■ Task data:
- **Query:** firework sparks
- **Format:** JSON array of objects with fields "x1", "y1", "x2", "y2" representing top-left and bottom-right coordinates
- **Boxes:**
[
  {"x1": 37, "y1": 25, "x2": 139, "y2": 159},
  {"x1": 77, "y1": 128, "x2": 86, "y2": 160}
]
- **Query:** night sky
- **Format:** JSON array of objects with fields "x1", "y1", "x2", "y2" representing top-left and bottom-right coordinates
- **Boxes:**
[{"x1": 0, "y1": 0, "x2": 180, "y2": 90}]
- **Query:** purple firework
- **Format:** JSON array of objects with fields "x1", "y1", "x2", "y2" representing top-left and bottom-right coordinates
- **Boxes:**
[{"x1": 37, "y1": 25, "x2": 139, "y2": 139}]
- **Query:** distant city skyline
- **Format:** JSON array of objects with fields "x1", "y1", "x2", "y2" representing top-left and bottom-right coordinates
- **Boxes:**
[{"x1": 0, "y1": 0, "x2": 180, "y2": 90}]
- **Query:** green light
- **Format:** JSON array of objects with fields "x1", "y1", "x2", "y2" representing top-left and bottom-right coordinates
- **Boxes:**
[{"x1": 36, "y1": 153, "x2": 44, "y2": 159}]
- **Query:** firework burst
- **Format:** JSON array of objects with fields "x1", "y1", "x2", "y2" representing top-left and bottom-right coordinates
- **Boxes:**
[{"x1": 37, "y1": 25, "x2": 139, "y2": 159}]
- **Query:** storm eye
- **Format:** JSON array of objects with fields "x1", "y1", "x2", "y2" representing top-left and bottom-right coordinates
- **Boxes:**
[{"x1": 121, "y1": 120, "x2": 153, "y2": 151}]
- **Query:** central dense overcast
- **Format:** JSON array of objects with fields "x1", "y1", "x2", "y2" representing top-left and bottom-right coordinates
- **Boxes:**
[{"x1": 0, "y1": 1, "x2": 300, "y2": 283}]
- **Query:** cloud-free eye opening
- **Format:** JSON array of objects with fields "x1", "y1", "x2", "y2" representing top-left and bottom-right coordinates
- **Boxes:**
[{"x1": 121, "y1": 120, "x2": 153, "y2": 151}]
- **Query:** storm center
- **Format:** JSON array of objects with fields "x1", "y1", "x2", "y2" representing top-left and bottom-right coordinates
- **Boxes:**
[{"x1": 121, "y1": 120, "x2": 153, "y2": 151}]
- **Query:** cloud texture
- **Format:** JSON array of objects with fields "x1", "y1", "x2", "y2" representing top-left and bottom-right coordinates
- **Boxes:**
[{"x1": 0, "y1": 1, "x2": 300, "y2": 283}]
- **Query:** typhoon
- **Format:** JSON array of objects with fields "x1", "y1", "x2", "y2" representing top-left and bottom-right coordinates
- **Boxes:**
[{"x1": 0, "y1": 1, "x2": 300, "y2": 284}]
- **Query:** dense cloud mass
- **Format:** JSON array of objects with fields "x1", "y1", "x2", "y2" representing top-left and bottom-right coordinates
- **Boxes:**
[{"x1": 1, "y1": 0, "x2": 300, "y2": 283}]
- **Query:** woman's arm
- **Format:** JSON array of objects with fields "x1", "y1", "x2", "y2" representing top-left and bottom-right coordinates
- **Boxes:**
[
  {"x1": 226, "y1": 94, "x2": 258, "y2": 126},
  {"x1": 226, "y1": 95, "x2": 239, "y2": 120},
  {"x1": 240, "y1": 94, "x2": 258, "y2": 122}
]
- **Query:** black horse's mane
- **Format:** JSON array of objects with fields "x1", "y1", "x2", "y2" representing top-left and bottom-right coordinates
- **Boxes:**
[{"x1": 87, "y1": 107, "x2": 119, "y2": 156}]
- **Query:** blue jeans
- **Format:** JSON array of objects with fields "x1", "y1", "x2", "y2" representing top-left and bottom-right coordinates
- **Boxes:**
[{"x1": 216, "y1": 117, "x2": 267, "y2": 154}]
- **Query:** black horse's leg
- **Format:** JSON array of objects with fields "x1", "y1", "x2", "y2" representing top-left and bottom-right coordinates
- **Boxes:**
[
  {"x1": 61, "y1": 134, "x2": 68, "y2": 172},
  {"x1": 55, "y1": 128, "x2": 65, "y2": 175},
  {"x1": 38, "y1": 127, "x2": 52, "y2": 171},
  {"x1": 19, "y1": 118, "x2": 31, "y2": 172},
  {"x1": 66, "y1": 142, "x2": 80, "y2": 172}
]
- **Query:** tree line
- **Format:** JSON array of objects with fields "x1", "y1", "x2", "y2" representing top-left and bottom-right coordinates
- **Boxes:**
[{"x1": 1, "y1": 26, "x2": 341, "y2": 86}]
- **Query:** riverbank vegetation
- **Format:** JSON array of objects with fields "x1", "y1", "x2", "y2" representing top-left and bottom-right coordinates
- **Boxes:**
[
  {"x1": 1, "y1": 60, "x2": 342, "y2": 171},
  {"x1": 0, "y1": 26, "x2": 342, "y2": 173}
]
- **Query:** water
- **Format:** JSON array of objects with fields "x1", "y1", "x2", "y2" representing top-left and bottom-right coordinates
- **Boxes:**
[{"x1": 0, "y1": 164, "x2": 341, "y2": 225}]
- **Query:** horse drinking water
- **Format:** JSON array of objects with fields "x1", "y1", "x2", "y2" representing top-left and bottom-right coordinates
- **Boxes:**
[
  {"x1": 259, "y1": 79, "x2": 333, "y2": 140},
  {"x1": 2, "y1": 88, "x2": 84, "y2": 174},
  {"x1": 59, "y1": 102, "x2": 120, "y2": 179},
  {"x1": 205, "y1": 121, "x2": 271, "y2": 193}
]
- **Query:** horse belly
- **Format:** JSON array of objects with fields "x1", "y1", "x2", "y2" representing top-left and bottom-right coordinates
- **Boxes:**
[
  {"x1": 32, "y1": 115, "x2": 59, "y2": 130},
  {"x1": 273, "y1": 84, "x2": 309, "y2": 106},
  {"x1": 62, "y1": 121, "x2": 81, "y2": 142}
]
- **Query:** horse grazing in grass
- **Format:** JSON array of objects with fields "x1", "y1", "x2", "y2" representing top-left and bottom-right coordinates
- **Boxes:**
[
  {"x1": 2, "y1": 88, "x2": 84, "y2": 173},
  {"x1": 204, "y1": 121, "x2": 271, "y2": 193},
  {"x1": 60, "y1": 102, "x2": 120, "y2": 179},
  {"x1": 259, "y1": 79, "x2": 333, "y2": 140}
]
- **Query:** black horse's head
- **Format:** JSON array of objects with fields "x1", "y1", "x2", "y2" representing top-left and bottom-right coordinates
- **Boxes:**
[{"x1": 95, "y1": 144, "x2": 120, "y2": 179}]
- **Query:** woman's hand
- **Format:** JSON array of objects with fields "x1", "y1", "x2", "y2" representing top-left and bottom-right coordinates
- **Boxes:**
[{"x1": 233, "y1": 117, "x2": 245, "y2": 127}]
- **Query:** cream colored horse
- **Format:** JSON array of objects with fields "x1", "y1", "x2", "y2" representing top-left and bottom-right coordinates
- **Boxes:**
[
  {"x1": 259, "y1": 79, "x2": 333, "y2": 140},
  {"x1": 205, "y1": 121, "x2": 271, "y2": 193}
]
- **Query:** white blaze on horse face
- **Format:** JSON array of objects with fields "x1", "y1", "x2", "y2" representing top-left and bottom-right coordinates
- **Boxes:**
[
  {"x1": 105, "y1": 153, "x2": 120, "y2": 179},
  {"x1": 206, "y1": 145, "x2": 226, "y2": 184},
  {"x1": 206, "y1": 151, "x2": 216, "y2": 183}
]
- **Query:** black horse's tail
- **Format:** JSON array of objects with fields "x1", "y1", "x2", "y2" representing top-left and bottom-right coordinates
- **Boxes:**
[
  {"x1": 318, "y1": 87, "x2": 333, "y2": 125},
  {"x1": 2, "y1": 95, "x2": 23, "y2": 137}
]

■ Requirement: No line may be altered or left out when the data is written out.

■ Your response:
- **Query:** firework sparks
- **Format:** JSON array of objects with fields "x1", "y1", "x2", "y2" representing top-left and bottom-right coordinates
- **Boxes:**
[
  {"x1": 37, "y1": 25, "x2": 139, "y2": 159},
  {"x1": 77, "y1": 128, "x2": 86, "y2": 160}
]
- **Query:** night sky
- **Format:** JSON array of objects with fields "x1", "y1", "x2", "y2" representing top-left and bottom-right coordinates
- **Boxes:**
[{"x1": 0, "y1": 0, "x2": 180, "y2": 90}]
- **Query:** purple firework
- **Format:** JSON array of objects with fields "x1", "y1", "x2", "y2" representing top-left and bottom-right coordinates
- **Boxes:**
[{"x1": 37, "y1": 25, "x2": 139, "y2": 139}]
- **Query:** distant city skyline
- **Format:** JSON array of objects with fields "x1", "y1", "x2", "y2" representing top-left and bottom-right coordinates
- **Boxes:**
[{"x1": 0, "y1": 0, "x2": 180, "y2": 90}]
- **Query:** green light
- **Format:** JSON array of objects with fields "x1", "y1", "x2", "y2" representing top-left and bottom-right coordinates
- **Boxes:**
[{"x1": 36, "y1": 153, "x2": 44, "y2": 159}]
- **Query:** firework burst
- **Format:** JSON array of objects with fields "x1", "y1", "x2", "y2" representing top-left and bottom-right coordinates
- **Boxes:**
[{"x1": 37, "y1": 25, "x2": 139, "y2": 159}]
- **Query:** storm eye
- **Format:** JSON array of objects with fields "x1", "y1", "x2", "y2" representing top-left and bottom-right coordinates
- **Boxes:**
[{"x1": 121, "y1": 120, "x2": 153, "y2": 151}]
- **Query:** central dense overcast
- **Format:** JSON array of objects with fields "x1", "y1", "x2", "y2" representing top-left and bottom-right coordinates
- **Boxes:**
[{"x1": 0, "y1": 1, "x2": 300, "y2": 283}]
- **Query:** cloud-free eye opening
- **Format:** JSON array of objects with fields "x1", "y1", "x2", "y2" representing top-left and bottom-right coordinates
- **Boxes:**
[{"x1": 121, "y1": 120, "x2": 153, "y2": 151}]
- **Query:** storm center
- **Format:** JSON array of objects with fields "x1", "y1", "x2", "y2" representing top-left and bottom-right coordinates
- **Boxes:**
[{"x1": 121, "y1": 120, "x2": 153, "y2": 151}]
- **Query:** cloud texture
- **Format:** JSON array of objects with fields "x1", "y1", "x2", "y2" representing top-left and bottom-right coordinates
- **Boxes:**
[{"x1": 0, "y1": 1, "x2": 300, "y2": 283}]
- **Query:** typhoon
- **Format:** JSON array of objects with fields "x1", "y1", "x2", "y2" representing top-left and bottom-right coordinates
- **Boxes:**
[{"x1": 0, "y1": 1, "x2": 300, "y2": 284}]
- **Query:** dense cloud mass
- **Format:** JSON array of objects with fields "x1", "y1", "x2", "y2" representing top-left and bottom-right coordinates
- **Boxes:**
[{"x1": 1, "y1": 0, "x2": 300, "y2": 283}]
- **Query:** woman's arm
- **Format:** JSON array of objects with fields "x1", "y1", "x2", "y2" representing top-left and bottom-right coordinates
- **Boxes:**
[
  {"x1": 226, "y1": 94, "x2": 258, "y2": 126},
  {"x1": 226, "y1": 95, "x2": 239, "y2": 120},
  {"x1": 240, "y1": 94, "x2": 258, "y2": 122}
]
- **Query:** black horse's mane
- **Format:** JSON array of objects with fields "x1", "y1", "x2", "y2" representing top-left and bottom-right coordinates
- **Boxes:**
[{"x1": 87, "y1": 107, "x2": 119, "y2": 156}]
- **Query:** blue jeans
- **Format:** JSON array of objects with fields "x1", "y1", "x2", "y2" representing top-left and bottom-right coordinates
- **Boxes:**
[{"x1": 216, "y1": 117, "x2": 267, "y2": 154}]
- **Query:** black horse's leg
- **Format:** JSON array of objects with fields "x1", "y1", "x2", "y2" representing top-left and bottom-right coordinates
- **Boxes:**
[
  {"x1": 61, "y1": 134, "x2": 68, "y2": 172},
  {"x1": 55, "y1": 128, "x2": 65, "y2": 175},
  {"x1": 38, "y1": 127, "x2": 52, "y2": 171},
  {"x1": 19, "y1": 118, "x2": 31, "y2": 172},
  {"x1": 66, "y1": 142, "x2": 80, "y2": 172}
]
- **Query:** tree line
- **Format:** JSON array of objects with fields "x1", "y1", "x2", "y2" representing top-left and bottom-right coordinates
- **Boxes:**
[{"x1": 1, "y1": 26, "x2": 341, "y2": 86}]
- **Query:** riverbank vegetation
- **Format:** JSON array of objects with fields "x1", "y1", "x2", "y2" representing top-left and bottom-right coordinates
- **Boxes:**
[
  {"x1": 1, "y1": 60, "x2": 342, "y2": 171},
  {"x1": 0, "y1": 26, "x2": 342, "y2": 173}
]
- **Query:** water
- **Format:** JSON array of objects with fields "x1", "y1", "x2", "y2" representing top-left and bottom-right coordinates
- **Boxes:**
[{"x1": 0, "y1": 164, "x2": 341, "y2": 225}]
- **Query:** horse drinking water
- **Format:** JSON array of objects with fields "x1", "y1", "x2", "y2" representing top-left and bottom-right coordinates
- **Boxes:**
[
  {"x1": 259, "y1": 79, "x2": 333, "y2": 140},
  {"x1": 2, "y1": 88, "x2": 84, "y2": 174},
  {"x1": 59, "y1": 102, "x2": 120, "y2": 179},
  {"x1": 205, "y1": 121, "x2": 271, "y2": 193}
]
- **Query:** horse belly
- **Format:** JSON array of objects with fields "x1", "y1", "x2", "y2" representing top-left and bottom-right coordinates
- **Boxes:**
[
  {"x1": 32, "y1": 115, "x2": 59, "y2": 130},
  {"x1": 273, "y1": 84, "x2": 309, "y2": 106},
  {"x1": 62, "y1": 121, "x2": 81, "y2": 142}
]
- **Query:** horse grazing in grass
- **Format:** JSON array of objects with fields "x1", "y1", "x2", "y2" representing top-left and bottom-right coordinates
- **Boxes:**
[
  {"x1": 2, "y1": 88, "x2": 84, "y2": 173},
  {"x1": 204, "y1": 121, "x2": 271, "y2": 193},
  {"x1": 60, "y1": 102, "x2": 120, "y2": 179},
  {"x1": 259, "y1": 79, "x2": 333, "y2": 140}
]
- **Query:** black horse's head
- **Format:** JSON array of objects with fields "x1", "y1", "x2", "y2" representing top-left and bottom-right coordinates
- **Boxes:**
[{"x1": 95, "y1": 144, "x2": 120, "y2": 179}]
- **Query:** woman's hand
- **Format:** JSON array of objects with fields "x1", "y1", "x2", "y2" representing top-left and bottom-right coordinates
- **Boxes:**
[{"x1": 233, "y1": 117, "x2": 245, "y2": 127}]
- **Query:** cream colored horse
- **Format:** JSON array of objects with fields "x1", "y1", "x2", "y2" representing top-left and bottom-right coordinates
- **Boxes:**
[
  {"x1": 259, "y1": 79, "x2": 333, "y2": 140},
  {"x1": 205, "y1": 121, "x2": 271, "y2": 193}
]
- **Query:** white blaze on horse face
- **Format:** JSON array of objects with fields "x1", "y1", "x2", "y2" representing top-left and bottom-right coordinates
- **Boxes:**
[
  {"x1": 105, "y1": 153, "x2": 120, "y2": 179},
  {"x1": 206, "y1": 145, "x2": 226, "y2": 184},
  {"x1": 206, "y1": 151, "x2": 216, "y2": 183}
]
- **Query:** black horse's tail
- **Format:** JSON array of objects with fields "x1", "y1", "x2", "y2" representing top-left and bottom-right coordinates
- **Boxes:**
[
  {"x1": 318, "y1": 87, "x2": 333, "y2": 125},
  {"x1": 2, "y1": 95, "x2": 23, "y2": 137}
]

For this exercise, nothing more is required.